:: Lesetext

Kommentar

Der Name Bührle belastet den Neubau des Zürcher Kunsthauses

Erich Schmid © zvg

Erich Schmid /  Stadt und Kanton Zürich üben Druck auf ein Gutachten aus, um die Begriffe Antisemitismus, Zwangsarbeit und Freikorps zu streichen.

Die Bührle-Stiftung suchte für ihre wertvolle Kunstsammlung eine neue Bleibe, eine sicherere, nachdem versuchte und gelungene Diebstähle am angestammten Ort das Schutzbedürfnis erhöht hatten. Also schlug sie der Stadtregierung vor, die Sammlung in einem gut bewachten Neubau des Kunsthauses Zürich unterzubringen, der allerdings erst noch erstellt werden müsse. Ein solcher koste 150 Millionen, und die Stadt müsse nur die Hälfte davon übernehmen, die andere Hälfte bezahlten Private. Der Stadtrat, allen voran die für Kultur zuständige Präsidentin Corine Mauch, fing Feuer und witterte das grosse Geschäft mit dem Tourismus. Ein neues Kunsthaus mit einer alten Sammlung würde ein grosses Publikum anziehen, das aus allen Grossstädten Europas einfliegen und die Millioneninvestition mit Übernachtungen und Einkaufstouren um ein Vielfaches kompensieren würde: Kunst als Motor für die Wirtschaft.
Aber der Name Bührle ist belastet von unleugbaren Waffengeschäften mit Nazideutschland und wirft nun seine alten Schatten auf den fertiggestellten Neubau des Kunsthauses. Und diese werden länger und länger und verdunkeln die Fantasien von einer Weltstadt, die mit Kunst den Tourismus ankurbeln will.

::::

Fragen —
1/ Welche Person nennt der Lesetext als die für Kultur zuständige Präsidentin des Stadtrats?
2/ Wiederhole aus dem Lesetext den Abschnitt von „Erich Schmid ©“ bis einschließlich „Freikorps zu streichen.“ wortgetreu.
3/ Übersetze diesen Satz aus dem Lesetext ins Englische: „Ein solcher koste 150 Millionen, und die Stadt müsse nur die Hälfte davon übernehmen, die andere Hälfte bezahlten Private.“
Die Einträge stammen aus einer anderen Quelle als der Lesetext.

:: Datenauflistung

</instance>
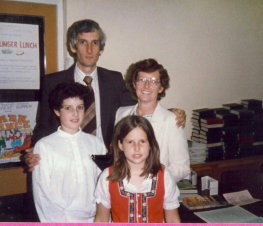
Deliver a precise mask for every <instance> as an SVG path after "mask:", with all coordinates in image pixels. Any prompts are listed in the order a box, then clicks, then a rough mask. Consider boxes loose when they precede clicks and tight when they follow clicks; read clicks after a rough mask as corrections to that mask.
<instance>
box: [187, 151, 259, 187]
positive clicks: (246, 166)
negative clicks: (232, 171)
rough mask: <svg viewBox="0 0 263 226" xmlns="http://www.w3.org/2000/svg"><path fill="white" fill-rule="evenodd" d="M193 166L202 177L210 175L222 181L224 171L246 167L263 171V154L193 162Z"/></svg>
mask: <svg viewBox="0 0 263 226" xmlns="http://www.w3.org/2000/svg"><path fill="white" fill-rule="evenodd" d="M191 168H192V170H194V171H196V173H197V175H198V176H200V177H202V176H210V177H213V178H215V179H217V180H218V181H219V182H220V181H221V175H222V173H224V172H226V171H230V170H246V169H249V170H262V171H263V155H255V156H250V157H243V158H238V159H229V160H222V161H213V162H205V163H199V164H192V165H191Z"/></svg>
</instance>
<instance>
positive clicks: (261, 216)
mask: <svg viewBox="0 0 263 226" xmlns="http://www.w3.org/2000/svg"><path fill="white" fill-rule="evenodd" d="M222 208H225V207H222ZM242 208H244V209H246V210H248V211H249V212H251V213H253V214H255V215H256V216H258V217H263V201H260V202H256V203H252V204H249V205H245V206H242ZM214 209H215V208H214ZM207 210H212V209H203V210H188V209H187V208H186V207H184V206H183V205H182V204H181V206H180V207H179V214H180V217H181V222H182V223H204V222H205V221H203V220H202V219H201V218H199V217H198V216H196V215H195V214H194V212H197V211H198V212H200V211H207Z"/></svg>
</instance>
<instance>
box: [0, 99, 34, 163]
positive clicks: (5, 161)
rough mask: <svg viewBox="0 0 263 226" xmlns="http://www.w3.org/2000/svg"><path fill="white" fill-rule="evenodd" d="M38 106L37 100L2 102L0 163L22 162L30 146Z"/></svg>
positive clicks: (0, 104) (0, 142)
mask: <svg viewBox="0 0 263 226" xmlns="http://www.w3.org/2000/svg"><path fill="white" fill-rule="evenodd" d="M37 106H38V102H37V101H32V102H12V103H10V102H9V103H8V102H6V103H0V133H1V134H0V164H1V163H8V162H20V157H21V152H22V151H23V150H25V149H26V148H28V147H30V145H31V137H32V131H33V128H34V127H35V124H36V113H37Z"/></svg>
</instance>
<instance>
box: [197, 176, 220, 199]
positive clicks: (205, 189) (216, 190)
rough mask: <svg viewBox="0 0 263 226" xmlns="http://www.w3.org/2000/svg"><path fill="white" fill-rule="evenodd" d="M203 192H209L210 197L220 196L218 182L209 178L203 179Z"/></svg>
mask: <svg viewBox="0 0 263 226" xmlns="http://www.w3.org/2000/svg"><path fill="white" fill-rule="evenodd" d="M201 190H202V191H206V190H207V191H208V194H209V195H218V181H217V180H215V179H214V178H212V177H209V176H205V177H202V178H201Z"/></svg>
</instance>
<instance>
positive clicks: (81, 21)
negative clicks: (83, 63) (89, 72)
mask: <svg viewBox="0 0 263 226" xmlns="http://www.w3.org/2000/svg"><path fill="white" fill-rule="evenodd" d="M95 30H97V31H98V32H99V34H100V40H99V41H100V50H104V47H105V43H106V35H105V33H104V32H103V30H102V29H101V27H100V25H99V24H98V23H97V22H95V21H94V20H89V19H85V20H79V21H76V22H75V23H73V24H72V25H71V26H70V27H69V28H68V31H67V49H68V52H69V54H70V55H71V56H72V57H73V58H74V59H75V60H76V54H75V53H73V52H72V51H71V49H70V45H71V46H72V47H73V48H74V49H76V48H77V42H78V35H79V34H82V33H87V32H94V31H95Z"/></svg>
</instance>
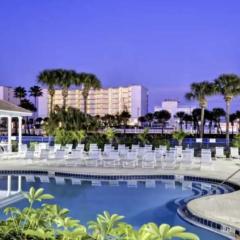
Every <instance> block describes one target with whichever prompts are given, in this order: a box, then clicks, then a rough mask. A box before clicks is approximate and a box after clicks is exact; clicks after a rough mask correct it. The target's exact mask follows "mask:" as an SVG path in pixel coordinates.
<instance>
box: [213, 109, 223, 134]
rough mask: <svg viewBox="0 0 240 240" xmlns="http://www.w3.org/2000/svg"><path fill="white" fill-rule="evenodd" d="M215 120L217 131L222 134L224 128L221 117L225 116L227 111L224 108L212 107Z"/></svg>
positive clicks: (213, 119)
mask: <svg viewBox="0 0 240 240" xmlns="http://www.w3.org/2000/svg"><path fill="white" fill-rule="evenodd" d="M212 114H213V120H214V122H215V126H216V127H217V133H218V134H220V133H221V134H222V128H221V125H220V122H221V117H225V116H226V113H225V111H224V109H223V108H213V109H212Z"/></svg>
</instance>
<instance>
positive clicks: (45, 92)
mask: <svg viewBox="0 0 240 240" xmlns="http://www.w3.org/2000/svg"><path fill="white" fill-rule="evenodd" d="M47 116H48V90H47V89H42V96H41V97H38V98H37V117H39V118H46V117H47Z"/></svg>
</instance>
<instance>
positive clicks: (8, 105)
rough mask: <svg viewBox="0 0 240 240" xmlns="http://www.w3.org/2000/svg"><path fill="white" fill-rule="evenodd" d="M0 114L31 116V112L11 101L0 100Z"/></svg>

::::

Lösungen —
1/ Corine Mauch.

2/
Erich Schmid © zvg

Erich Schmid /  Stadt und Kanton Zürich üben Druck auf ein Gutachten aus, um die Begriffe Antisemitismus, Zwangsarbeit und Freikorps zu streichen.

3/ Such a building would cost 150 million, and the city would only have to cover half of it; private parties would pay the other half.